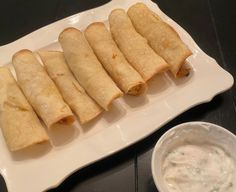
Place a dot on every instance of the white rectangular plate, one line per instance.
(130, 119)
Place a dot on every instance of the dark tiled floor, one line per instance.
(212, 25)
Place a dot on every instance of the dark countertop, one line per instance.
(211, 23)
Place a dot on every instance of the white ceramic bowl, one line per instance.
(193, 132)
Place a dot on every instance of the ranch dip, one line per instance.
(199, 168)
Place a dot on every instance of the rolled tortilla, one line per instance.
(20, 125)
(87, 69)
(40, 90)
(161, 37)
(125, 76)
(134, 47)
(83, 106)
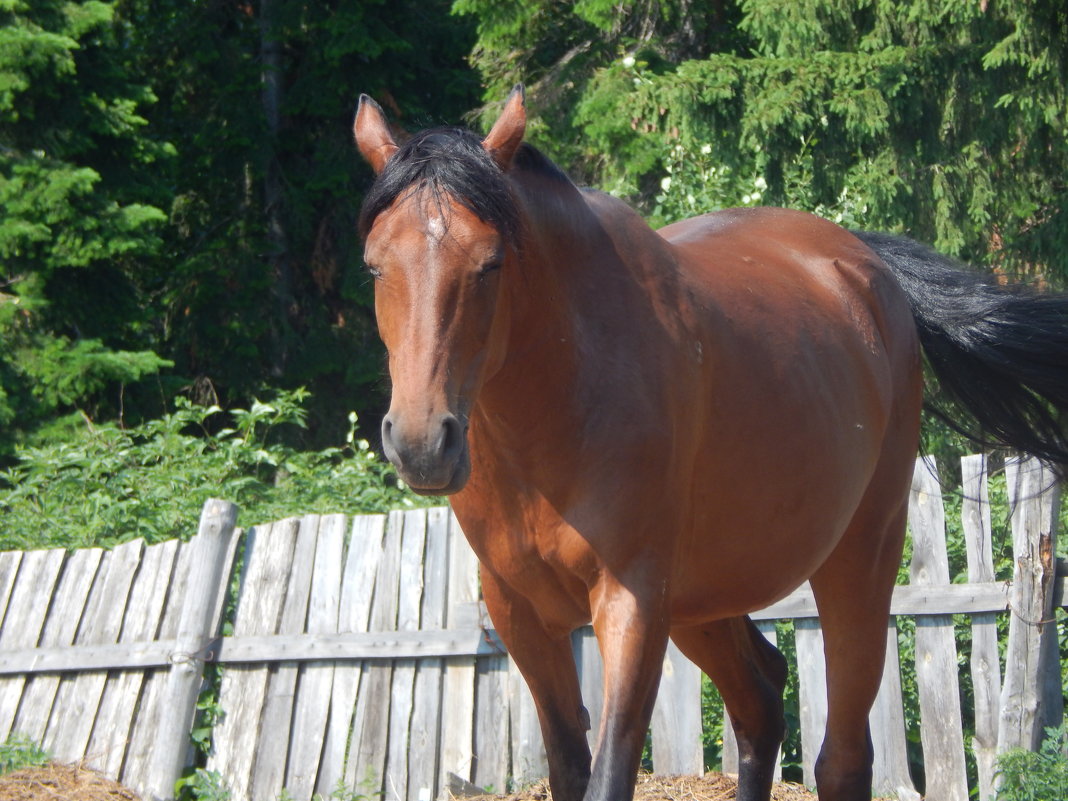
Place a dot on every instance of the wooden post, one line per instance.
(207, 581)
(986, 670)
(1029, 703)
(676, 717)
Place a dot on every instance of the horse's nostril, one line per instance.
(452, 437)
(388, 445)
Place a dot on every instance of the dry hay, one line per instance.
(61, 783)
(649, 787)
(77, 783)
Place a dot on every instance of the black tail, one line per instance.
(1000, 351)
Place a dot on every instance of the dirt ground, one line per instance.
(708, 787)
(61, 783)
(73, 783)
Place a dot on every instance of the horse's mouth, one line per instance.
(430, 487)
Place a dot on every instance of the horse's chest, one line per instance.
(549, 564)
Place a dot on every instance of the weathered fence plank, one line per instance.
(79, 696)
(269, 554)
(937, 680)
(60, 630)
(374, 662)
(9, 569)
(371, 720)
(268, 772)
(886, 723)
(1029, 701)
(37, 572)
(403, 686)
(985, 665)
(312, 706)
(200, 581)
(354, 615)
(424, 744)
(812, 692)
(111, 733)
(457, 723)
(676, 717)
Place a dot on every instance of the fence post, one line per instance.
(207, 582)
(1029, 702)
(937, 672)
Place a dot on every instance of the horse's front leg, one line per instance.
(547, 663)
(631, 627)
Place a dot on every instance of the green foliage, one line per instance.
(76, 224)
(1036, 775)
(18, 752)
(946, 121)
(202, 785)
(110, 484)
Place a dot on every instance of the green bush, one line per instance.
(110, 484)
(18, 752)
(1036, 775)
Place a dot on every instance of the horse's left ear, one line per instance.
(506, 135)
(373, 136)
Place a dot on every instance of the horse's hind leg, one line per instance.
(750, 674)
(852, 592)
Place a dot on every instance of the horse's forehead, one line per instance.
(434, 222)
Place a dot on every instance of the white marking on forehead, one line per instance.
(436, 229)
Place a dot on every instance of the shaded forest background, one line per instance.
(181, 284)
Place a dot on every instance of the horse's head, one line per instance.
(439, 225)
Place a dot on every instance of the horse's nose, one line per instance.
(425, 457)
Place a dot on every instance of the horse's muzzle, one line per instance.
(432, 459)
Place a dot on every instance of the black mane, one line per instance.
(446, 162)
(451, 162)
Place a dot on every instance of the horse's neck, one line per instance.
(578, 298)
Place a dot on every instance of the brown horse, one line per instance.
(662, 432)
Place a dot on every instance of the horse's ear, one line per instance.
(373, 135)
(506, 135)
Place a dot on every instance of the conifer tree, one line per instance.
(944, 120)
(78, 219)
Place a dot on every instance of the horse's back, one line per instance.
(815, 382)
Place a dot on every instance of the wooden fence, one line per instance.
(360, 653)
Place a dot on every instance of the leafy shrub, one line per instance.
(111, 484)
(1036, 775)
(18, 752)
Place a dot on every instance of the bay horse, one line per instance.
(662, 432)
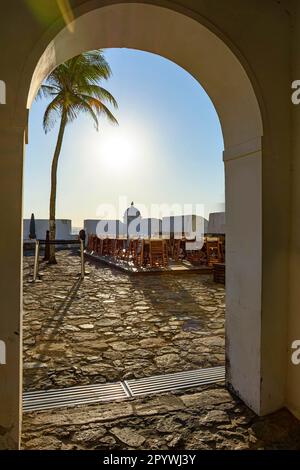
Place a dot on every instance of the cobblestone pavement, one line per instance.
(113, 326)
(203, 420)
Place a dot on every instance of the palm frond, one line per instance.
(74, 87)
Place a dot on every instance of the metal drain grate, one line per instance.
(42, 400)
(177, 381)
(72, 396)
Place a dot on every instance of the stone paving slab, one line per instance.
(112, 327)
(205, 419)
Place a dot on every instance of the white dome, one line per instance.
(132, 212)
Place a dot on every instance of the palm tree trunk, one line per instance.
(52, 223)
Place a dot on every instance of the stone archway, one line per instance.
(195, 46)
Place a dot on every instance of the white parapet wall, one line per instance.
(216, 223)
(63, 229)
(105, 228)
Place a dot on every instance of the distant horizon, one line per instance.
(167, 148)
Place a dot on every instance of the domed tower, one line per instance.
(132, 218)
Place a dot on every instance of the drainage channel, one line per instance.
(42, 400)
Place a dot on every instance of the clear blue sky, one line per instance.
(167, 148)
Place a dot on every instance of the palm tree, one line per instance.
(74, 88)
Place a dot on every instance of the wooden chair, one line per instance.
(158, 253)
(138, 255)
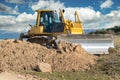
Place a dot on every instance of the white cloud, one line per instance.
(17, 24)
(15, 1)
(24, 17)
(106, 4)
(48, 4)
(7, 9)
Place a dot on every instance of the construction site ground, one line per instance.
(18, 60)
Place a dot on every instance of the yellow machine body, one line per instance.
(68, 25)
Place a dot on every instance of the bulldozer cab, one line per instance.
(50, 22)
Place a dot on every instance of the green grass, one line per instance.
(107, 68)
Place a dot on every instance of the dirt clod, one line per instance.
(22, 55)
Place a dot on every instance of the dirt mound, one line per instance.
(22, 55)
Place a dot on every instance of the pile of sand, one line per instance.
(22, 55)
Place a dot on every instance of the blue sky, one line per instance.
(15, 15)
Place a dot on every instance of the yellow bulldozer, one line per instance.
(51, 27)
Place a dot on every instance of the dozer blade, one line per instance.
(94, 44)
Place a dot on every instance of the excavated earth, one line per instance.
(18, 55)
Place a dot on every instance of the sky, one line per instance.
(16, 15)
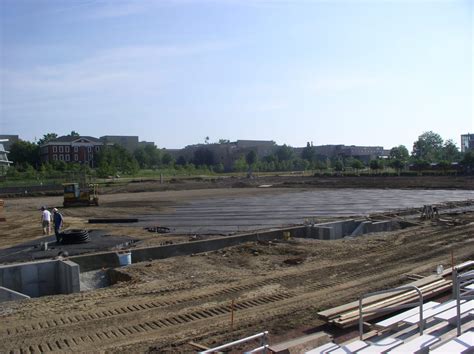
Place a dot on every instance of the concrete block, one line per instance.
(41, 278)
(301, 344)
(68, 277)
(11, 295)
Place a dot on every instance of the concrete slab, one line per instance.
(11, 295)
(302, 344)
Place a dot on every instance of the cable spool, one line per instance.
(74, 236)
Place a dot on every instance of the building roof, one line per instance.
(71, 139)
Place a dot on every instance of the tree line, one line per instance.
(429, 148)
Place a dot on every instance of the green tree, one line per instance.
(46, 138)
(181, 160)
(203, 157)
(429, 147)
(167, 159)
(338, 165)
(376, 164)
(308, 153)
(251, 158)
(285, 153)
(240, 164)
(399, 153)
(468, 161)
(357, 164)
(114, 159)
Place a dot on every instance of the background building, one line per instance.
(79, 149)
(4, 162)
(129, 142)
(467, 142)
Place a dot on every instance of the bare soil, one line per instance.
(276, 286)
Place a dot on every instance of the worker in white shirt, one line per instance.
(46, 220)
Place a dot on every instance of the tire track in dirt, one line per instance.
(284, 300)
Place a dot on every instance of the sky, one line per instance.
(352, 72)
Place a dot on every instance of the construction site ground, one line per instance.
(277, 286)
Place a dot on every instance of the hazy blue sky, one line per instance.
(175, 71)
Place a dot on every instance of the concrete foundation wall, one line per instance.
(68, 281)
(41, 278)
(10, 295)
(325, 231)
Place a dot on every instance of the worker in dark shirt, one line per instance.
(58, 223)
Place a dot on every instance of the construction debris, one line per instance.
(2, 203)
(348, 315)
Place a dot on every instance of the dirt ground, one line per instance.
(276, 286)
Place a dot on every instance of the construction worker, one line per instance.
(45, 220)
(58, 223)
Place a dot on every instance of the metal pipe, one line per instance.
(400, 289)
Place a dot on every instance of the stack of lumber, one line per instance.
(348, 315)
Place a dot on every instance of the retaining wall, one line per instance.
(10, 295)
(41, 278)
(325, 231)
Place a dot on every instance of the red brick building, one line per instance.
(79, 149)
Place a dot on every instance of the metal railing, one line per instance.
(462, 292)
(262, 348)
(390, 308)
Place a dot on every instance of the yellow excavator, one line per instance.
(75, 196)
▬▬▬▬▬▬▬▬▬▬
**Exercise details**
Reproduce all of the data above, substituting "Put a marker" for each "Place a dot" and keeping everything else unchanged. Leave the pictures out of your version.

**Completed exercise**
Put a marker on every instance of the white rectangular plate, one line per instance.
(130, 119)
Put a marker on every instance of the dark tiled floor, one line per instance.
(212, 25)
Put a marker on every instance of the dark countertop, one line per instance.
(211, 23)
Put a marker on every instance of the white ceramic bowl, one line per instance.
(193, 132)
Put a marker on every instance of the ranch dip, one line per instance.
(199, 168)
Put a marker on every instance of the rolled tortilla, one line per instance.
(20, 125)
(87, 69)
(40, 90)
(161, 37)
(125, 76)
(134, 47)
(83, 106)
Put a marker on every instance of the wooden post, one line per instance.
(207, 581)
(986, 670)
(1029, 703)
(676, 717)
Put a marker on every instance of the horse's nostril, one line per instance.
(452, 437)
(388, 445)
Put a marker on every instance of the dry hay, one line per instance.
(61, 783)
(649, 787)
(77, 783)
Put a marker on every instance of the black tail, one line per instance.
(1000, 351)
Put a marker on every instance of the dirt ground, one line per instance.
(708, 787)
(61, 783)
(73, 783)
Put a marker on every instance of the horse's mouth, one line per instance.
(430, 487)
Put a marker on every instance of the horse's chest, one line per instance.
(549, 564)
Put a marker on every instance of the weathered fence plank, one line per instance.
(79, 696)
(269, 554)
(937, 680)
(60, 630)
(374, 662)
(9, 569)
(371, 720)
(268, 772)
(886, 723)
(1029, 701)
(37, 572)
(403, 686)
(985, 665)
(312, 706)
(200, 581)
(354, 615)
(424, 744)
(812, 692)
(111, 733)
(457, 723)
(676, 717)
Put a marker on every instance of the fence post, one line per instance.
(207, 582)
(1029, 702)
(937, 672)
Put a marker on every instance of the horse's front leg, one line per instance.
(547, 663)
(631, 627)
Put a marker on every instance of the green foliage, one line per instance.
(76, 224)
(1036, 775)
(18, 752)
(946, 121)
(202, 785)
(110, 484)
Put a marker on every instance of the green bush, one line per instance.
(110, 484)
(18, 752)
(1036, 775)
Put a marker on every instance of the horse's left ear, one line per instance.
(506, 135)
(373, 136)
Put a marker on every instance of the horse's hind leg, one line per instance.
(750, 674)
(852, 592)
Put a marker on every instance of the horse's forehead, one line per instance.
(434, 222)
Put a marker on every instance of the white marking on forehead, one line per instance.
(436, 229)
Put a marker on every instance of the shaded forest background, one line per instance.
(181, 284)
Put a marker on every instance of the horse's head, one line per instance.
(439, 225)
Put a marker on every instance of the horse's nose, one line per instance.
(425, 457)
Put a marker on every instance of the horse's muzzle, one line per instance.
(432, 459)
Put a marker on every instance of the black mane, one line per instance.
(446, 162)
(451, 162)
Put a marker on every instance of the horse's neck, one line per instance.
(578, 298)
Put a marker on every instance of the brown horse, one line per instance.
(662, 432)
Put a marker on every instance of the horse's ear, one line per instance.
(373, 135)
(506, 135)
Put a marker on every instance of the conifer tree, one line per instance.
(944, 120)
(78, 219)
Put a marker on every instance of the horse's back, one line per instance.
(815, 382)
Put a marker on every instance of the wooden fence, one line per instance.
(360, 653)
Put a marker on every instance of the leafy shrub, one line per instance.
(111, 484)
(1036, 775)
(18, 752)
Put a marker on every instance of the bay horse, one line per instance.
(662, 432)
Put a marker on every instance of the cobblestone pavement, one line per instance.
(113, 326)
(203, 420)
Put a marker on every instance of the palm frond, one line per instance.
(74, 87)
Put a marker on every instance of the metal drain grate, one line per instance.
(42, 400)
(177, 381)
(72, 396)
Put a marker on every instance of the stone paving slab, one line per instance.
(112, 327)
(205, 419)
Put a marker on every instance of the white dome, one line per instance.
(132, 212)
Put a marker on every instance of the palm tree trunk, one line per instance.
(52, 223)
Put a marker on every instance of the stone archway, one line per instance.
(195, 46)
Put a marker on every instance of the white parapet wall, one line per instance.
(216, 223)
(63, 229)
(105, 228)
Put a marker on every instance of the distant horizon, one line per instance.
(167, 148)
Put a marker on every instance of the domed tower, one line per instance.
(132, 218)
Put a marker on every instance of the drainage channel, one line per instance.
(42, 400)
Put a marker on every instance of the clear blue sky, one line per instance.
(167, 148)
Put a marker on every instance of the palm tree, one line per instance.
(74, 88)
Put a marker on every instance of the wooden chair, one line per instance.
(158, 253)
(138, 255)
Put a marker on every instance of the white cloud, one line per instance.
(17, 24)
(15, 1)
(24, 17)
(106, 4)
(48, 4)
(7, 9)
Put a marker on every instance of the construction site ground, one line per instance.
(18, 60)
Put a marker on every instance of the yellow machine body, one line per instance.
(68, 25)
Put a marker on every instance of the bulldozer cab, one line per instance.
(50, 22)
Put a marker on every instance of the green grass, one line per instance.
(107, 68)
Put a marker on every instance of the dirt clod, one line per instance.
(22, 55)
Put a marker on every instance of the dirt mound, one line per instance.
(22, 55)
Put a marker on every instance of the pile of sand, one line per instance.
(22, 55)
Put a marker on every instance of the blue sky, one line per instance.
(15, 15)
Put a marker on every instance of the yellow bulldozer, one line per instance.
(51, 27)
Put a marker on every instance of the dozer blade, one line per instance.
(94, 44)
Put a marker on every instance of the excavated earth, one line per instance.
(18, 55)
Put a marker on every instance of the sky, one line per instance.
(16, 15)
Put a marker on every instance of the concrete block, one line per instance.
(41, 278)
(301, 344)
(68, 277)
(11, 295)
Put a marker on every instance of the concrete slab, one line per instance.
(11, 295)
(302, 344)
Put a marker on every instance of the cable spool, one line per instance.
(74, 236)
Put a marker on every instance of the building roof, one line per instance.
(71, 139)
Put a marker on every instance of the tree line, one line per instance.
(429, 148)
Put a marker on every instance of the green tree, one line per instance.
(46, 138)
(181, 160)
(203, 157)
(429, 147)
(167, 159)
(338, 165)
(376, 164)
(308, 153)
(251, 158)
(285, 153)
(240, 164)
(399, 153)
(468, 161)
(357, 164)
(114, 159)
Put a marker on every instance of the background building, one line per instance.
(79, 149)
(4, 162)
(129, 142)
(467, 142)
Put a marker on every instance of the bare soil, one line per instance.
(276, 286)
Put a marker on every instance of the worker in white shirt, one line per instance.
(46, 220)
Put a marker on every instance of the tire track in dirt, one line per instance.
(284, 300)
Put a marker on every instance of the sky, one line per instance.
(352, 72)
Put a marker on every instance of the construction site ground, one line per instance.
(277, 286)
Put a marker on every instance of the hazy blue sky, one line per instance.
(175, 71)
Put a marker on every instance of the concrete foundation wall, one line per instance.
(68, 281)
(41, 278)
(10, 295)
(325, 231)
Put a marker on every instance of the worker in dark shirt, one line per instance.
(58, 223)
Put a marker on every instance of the construction debris, one line per instance.
(2, 203)
(348, 315)
Put a marker on every instance of the dirt ground, one line per instance.
(276, 286)
Put a marker on every instance of the construction worker, one line per instance.
(45, 220)
(58, 223)
Put a marker on every instance of the metal pipe, one line per instance.
(400, 289)
Put a marker on every instance of the stack of lumber, one line per instance.
(348, 315)
Put a marker on every instance of the retaining wall, one line per instance.
(10, 295)
(41, 278)
(325, 231)
Put a marker on every instance of the red brick building, one line per instance.
(79, 149)
Put a marker on every instance of the metal railing, one line per instance.
(462, 292)
(262, 348)
(390, 308)
Put a marker on every instance of the yellow excavator, one line per instance.
(75, 196)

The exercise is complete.